Tally the lines in the records below that contain the string "gray", treating case as significant, and give only that number.

§ **Data supplied**:
========

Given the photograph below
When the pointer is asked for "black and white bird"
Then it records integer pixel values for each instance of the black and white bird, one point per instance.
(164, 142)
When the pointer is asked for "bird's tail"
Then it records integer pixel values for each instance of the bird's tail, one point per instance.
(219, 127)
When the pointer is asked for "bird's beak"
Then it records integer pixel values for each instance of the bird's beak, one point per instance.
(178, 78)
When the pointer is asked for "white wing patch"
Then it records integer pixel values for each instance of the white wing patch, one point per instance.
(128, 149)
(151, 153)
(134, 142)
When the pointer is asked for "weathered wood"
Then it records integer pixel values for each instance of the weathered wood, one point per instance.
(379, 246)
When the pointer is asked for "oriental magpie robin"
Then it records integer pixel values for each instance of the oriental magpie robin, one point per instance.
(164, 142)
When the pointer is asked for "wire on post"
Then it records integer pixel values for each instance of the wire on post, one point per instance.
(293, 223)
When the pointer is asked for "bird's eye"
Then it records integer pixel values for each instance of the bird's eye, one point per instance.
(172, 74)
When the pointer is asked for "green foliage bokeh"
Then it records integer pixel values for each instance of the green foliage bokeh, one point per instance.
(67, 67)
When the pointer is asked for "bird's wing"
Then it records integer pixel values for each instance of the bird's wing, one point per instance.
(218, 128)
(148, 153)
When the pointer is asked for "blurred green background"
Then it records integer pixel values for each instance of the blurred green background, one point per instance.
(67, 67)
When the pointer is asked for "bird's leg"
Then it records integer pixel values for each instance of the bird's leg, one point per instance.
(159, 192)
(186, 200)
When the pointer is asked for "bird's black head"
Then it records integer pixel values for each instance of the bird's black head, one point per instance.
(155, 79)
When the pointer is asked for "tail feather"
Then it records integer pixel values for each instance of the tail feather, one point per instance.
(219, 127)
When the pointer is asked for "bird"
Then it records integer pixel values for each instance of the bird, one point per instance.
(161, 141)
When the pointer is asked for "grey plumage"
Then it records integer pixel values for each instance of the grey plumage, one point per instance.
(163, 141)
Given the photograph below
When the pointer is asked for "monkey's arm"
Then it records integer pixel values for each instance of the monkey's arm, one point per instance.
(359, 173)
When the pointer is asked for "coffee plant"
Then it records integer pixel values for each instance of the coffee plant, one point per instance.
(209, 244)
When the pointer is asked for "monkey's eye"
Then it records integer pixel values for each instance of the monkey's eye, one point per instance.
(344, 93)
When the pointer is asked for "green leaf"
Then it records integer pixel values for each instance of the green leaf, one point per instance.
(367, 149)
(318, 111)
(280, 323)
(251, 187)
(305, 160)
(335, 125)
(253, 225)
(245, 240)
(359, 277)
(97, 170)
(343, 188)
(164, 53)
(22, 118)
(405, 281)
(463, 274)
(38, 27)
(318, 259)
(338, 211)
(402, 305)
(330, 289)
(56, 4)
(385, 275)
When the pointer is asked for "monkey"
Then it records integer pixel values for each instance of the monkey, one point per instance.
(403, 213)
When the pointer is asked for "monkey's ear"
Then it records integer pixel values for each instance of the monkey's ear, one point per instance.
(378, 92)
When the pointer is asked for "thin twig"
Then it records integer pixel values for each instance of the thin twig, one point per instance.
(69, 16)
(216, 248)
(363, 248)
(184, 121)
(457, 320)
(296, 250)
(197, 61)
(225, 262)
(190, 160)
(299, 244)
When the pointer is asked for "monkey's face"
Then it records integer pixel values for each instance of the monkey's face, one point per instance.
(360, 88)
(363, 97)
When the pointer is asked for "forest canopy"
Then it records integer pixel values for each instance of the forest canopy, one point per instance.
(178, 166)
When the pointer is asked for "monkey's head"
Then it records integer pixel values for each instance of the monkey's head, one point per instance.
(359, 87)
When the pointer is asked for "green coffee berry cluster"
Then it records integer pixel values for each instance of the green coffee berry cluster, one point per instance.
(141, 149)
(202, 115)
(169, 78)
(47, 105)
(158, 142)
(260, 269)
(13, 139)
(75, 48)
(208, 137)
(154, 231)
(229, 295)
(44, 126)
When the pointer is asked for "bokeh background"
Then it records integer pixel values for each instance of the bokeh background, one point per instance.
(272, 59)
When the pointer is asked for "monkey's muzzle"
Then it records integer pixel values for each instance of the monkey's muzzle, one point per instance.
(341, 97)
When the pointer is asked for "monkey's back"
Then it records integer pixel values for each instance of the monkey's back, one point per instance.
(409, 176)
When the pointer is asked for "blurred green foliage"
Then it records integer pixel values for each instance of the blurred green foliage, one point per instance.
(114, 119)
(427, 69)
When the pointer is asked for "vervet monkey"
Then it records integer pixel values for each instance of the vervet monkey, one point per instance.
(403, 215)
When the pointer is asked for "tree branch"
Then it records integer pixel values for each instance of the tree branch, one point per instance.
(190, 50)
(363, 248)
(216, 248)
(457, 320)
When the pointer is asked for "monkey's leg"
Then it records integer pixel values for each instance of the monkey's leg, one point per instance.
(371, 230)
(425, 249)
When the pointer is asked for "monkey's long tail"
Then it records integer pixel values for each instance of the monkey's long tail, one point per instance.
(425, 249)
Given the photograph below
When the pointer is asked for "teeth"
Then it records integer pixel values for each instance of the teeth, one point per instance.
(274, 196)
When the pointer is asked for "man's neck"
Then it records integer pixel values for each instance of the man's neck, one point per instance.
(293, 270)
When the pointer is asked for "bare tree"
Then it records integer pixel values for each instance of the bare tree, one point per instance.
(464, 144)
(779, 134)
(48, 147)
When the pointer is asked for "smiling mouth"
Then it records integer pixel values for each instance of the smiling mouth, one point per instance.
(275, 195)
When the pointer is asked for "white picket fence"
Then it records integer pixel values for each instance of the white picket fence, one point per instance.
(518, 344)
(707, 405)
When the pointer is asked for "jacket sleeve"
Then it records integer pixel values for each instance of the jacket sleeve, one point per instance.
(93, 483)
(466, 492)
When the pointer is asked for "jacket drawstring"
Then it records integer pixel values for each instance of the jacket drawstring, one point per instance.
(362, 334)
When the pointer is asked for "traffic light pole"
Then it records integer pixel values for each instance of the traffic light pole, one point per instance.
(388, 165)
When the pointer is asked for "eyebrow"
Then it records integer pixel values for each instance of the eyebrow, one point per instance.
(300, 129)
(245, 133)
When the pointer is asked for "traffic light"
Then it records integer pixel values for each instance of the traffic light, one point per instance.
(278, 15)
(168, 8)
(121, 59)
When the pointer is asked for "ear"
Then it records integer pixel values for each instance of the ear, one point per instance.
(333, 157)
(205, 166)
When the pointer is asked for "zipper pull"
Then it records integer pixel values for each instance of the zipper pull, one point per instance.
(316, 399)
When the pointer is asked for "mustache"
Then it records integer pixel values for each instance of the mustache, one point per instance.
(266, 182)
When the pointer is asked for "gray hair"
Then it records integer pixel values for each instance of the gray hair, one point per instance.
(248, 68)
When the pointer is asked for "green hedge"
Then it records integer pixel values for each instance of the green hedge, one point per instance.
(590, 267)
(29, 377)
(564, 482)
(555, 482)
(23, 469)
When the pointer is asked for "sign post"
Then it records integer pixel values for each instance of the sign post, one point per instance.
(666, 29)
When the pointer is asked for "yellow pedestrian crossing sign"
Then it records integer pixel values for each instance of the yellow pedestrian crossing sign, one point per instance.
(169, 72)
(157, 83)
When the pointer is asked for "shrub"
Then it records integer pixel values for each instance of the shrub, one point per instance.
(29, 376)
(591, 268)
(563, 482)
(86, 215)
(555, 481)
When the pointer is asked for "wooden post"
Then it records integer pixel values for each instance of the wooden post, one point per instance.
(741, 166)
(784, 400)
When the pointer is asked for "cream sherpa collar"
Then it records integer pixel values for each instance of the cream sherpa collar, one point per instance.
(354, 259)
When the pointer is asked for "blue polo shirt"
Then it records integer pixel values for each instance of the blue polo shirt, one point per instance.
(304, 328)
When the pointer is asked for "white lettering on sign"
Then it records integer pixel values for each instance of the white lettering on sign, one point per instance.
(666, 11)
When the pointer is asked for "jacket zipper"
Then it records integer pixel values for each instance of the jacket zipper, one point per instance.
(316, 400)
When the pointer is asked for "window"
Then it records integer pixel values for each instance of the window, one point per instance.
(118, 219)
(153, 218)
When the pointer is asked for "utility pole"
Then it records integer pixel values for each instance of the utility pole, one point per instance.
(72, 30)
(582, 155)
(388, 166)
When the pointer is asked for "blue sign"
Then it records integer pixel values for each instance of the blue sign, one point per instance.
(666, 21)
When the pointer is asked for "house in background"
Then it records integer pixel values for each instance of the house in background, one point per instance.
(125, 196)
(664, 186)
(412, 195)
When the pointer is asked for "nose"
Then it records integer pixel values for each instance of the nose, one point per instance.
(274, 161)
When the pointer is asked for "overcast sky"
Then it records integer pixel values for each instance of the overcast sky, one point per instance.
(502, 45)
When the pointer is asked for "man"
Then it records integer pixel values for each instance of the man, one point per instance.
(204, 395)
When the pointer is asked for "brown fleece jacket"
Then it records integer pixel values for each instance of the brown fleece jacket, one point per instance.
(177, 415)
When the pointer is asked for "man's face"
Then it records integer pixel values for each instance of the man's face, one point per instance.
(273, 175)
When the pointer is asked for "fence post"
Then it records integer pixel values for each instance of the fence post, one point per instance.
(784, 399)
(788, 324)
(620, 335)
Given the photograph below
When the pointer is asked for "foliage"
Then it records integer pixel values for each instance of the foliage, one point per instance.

========

§ **Solution to the problem**: 2